> **Required task**
The data must be written out once more, precisely as given.
BEGIN Exercise inputs
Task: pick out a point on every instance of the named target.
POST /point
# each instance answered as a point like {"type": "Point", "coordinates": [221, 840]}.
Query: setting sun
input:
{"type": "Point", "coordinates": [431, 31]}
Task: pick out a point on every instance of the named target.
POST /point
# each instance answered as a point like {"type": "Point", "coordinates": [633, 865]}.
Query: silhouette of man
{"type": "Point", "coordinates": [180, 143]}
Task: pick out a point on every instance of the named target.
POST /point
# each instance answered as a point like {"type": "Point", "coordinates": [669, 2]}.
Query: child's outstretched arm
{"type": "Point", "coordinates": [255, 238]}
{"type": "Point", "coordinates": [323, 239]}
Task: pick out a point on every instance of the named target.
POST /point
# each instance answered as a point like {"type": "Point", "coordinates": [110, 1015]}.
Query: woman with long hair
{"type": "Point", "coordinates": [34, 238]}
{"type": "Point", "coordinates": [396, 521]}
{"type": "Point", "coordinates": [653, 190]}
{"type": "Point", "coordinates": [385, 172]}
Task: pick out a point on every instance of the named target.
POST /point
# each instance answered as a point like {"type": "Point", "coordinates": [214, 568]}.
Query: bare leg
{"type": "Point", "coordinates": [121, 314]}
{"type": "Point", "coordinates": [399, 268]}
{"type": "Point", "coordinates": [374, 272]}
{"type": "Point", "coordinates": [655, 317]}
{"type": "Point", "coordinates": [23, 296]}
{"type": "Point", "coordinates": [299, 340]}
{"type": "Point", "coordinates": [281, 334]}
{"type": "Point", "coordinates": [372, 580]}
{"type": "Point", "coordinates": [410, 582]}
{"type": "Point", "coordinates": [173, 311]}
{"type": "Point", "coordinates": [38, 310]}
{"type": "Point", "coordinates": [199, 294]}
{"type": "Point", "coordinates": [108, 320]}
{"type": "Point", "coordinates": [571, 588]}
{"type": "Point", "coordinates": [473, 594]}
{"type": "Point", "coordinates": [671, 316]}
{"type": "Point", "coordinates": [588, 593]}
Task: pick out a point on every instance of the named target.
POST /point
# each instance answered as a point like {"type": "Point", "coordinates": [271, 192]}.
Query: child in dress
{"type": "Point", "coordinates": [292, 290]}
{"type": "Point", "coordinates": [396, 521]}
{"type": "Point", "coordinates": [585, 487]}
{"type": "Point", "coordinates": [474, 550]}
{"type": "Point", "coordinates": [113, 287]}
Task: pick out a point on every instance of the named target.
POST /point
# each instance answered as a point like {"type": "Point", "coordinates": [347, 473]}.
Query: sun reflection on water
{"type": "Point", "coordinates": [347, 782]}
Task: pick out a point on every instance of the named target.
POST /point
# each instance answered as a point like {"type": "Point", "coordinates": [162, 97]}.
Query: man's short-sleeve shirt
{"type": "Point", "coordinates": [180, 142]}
END Exercise inputs
> **Response to this task**
Task: pick out a point on every instance of the named target.
POST /point
# each instance answered as a point like {"type": "Point", "coordinates": [221, 840]}.
Query: setting sun
input:
{"type": "Point", "coordinates": [431, 31]}
Task: pick out a point on every instance of the named target.
POST /point
# each instance answered as a point like {"type": "Point", "coordinates": [633, 865]}.
Query: silhouette of man
{"type": "Point", "coordinates": [180, 143]}
Task: pick out a point on every instance of the named target.
POST /point
# each instance answered as a point like {"type": "Point", "coordinates": [669, 2]}.
Query: child's outstretched arm
{"type": "Point", "coordinates": [255, 238]}
{"type": "Point", "coordinates": [323, 239]}
Task: pick out a point on every instance of the named target.
POST /point
# each instance answered as a point like {"type": "Point", "coordinates": [110, 1015]}.
Query: woman with long hair
{"type": "Point", "coordinates": [34, 238]}
{"type": "Point", "coordinates": [396, 521]}
{"type": "Point", "coordinates": [653, 190]}
{"type": "Point", "coordinates": [385, 172]}
Task: pick out a point on every instance of the named target.
POST /point
# each instance answered as a point like {"type": "Point", "coordinates": [214, 568]}.
Query: bare leg
{"type": "Point", "coordinates": [121, 314]}
{"type": "Point", "coordinates": [399, 268]}
{"type": "Point", "coordinates": [374, 272]}
{"type": "Point", "coordinates": [655, 317]}
{"type": "Point", "coordinates": [23, 296]}
{"type": "Point", "coordinates": [299, 340]}
{"type": "Point", "coordinates": [281, 334]}
{"type": "Point", "coordinates": [372, 580]}
{"type": "Point", "coordinates": [410, 582]}
{"type": "Point", "coordinates": [173, 311]}
{"type": "Point", "coordinates": [38, 310]}
{"type": "Point", "coordinates": [199, 294]}
{"type": "Point", "coordinates": [108, 320]}
{"type": "Point", "coordinates": [571, 588]}
{"type": "Point", "coordinates": [473, 594]}
{"type": "Point", "coordinates": [671, 316]}
{"type": "Point", "coordinates": [588, 593]}
Task: pick out a point on every instance of the named target.
POST /point
# each instance answered as a point like {"type": "Point", "coordinates": [271, 192]}.
Query: child in dress
{"type": "Point", "coordinates": [292, 290]}
{"type": "Point", "coordinates": [396, 521]}
{"type": "Point", "coordinates": [585, 487]}
{"type": "Point", "coordinates": [474, 550]}
{"type": "Point", "coordinates": [113, 287]}
Task: pick out a point on every instance of the named target.
POST /point
# each instance answered as a point like {"type": "Point", "coordinates": [347, 473]}.
Query: sun reflection on water
{"type": "Point", "coordinates": [347, 782]}
Task: pick out a point on every instance of the named target.
POST /point
# each instance answered as a point like {"type": "Point", "coordinates": [162, 97]}.
Query: man's short-sleeve shirt
{"type": "Point", "coordinates": [180, 142]}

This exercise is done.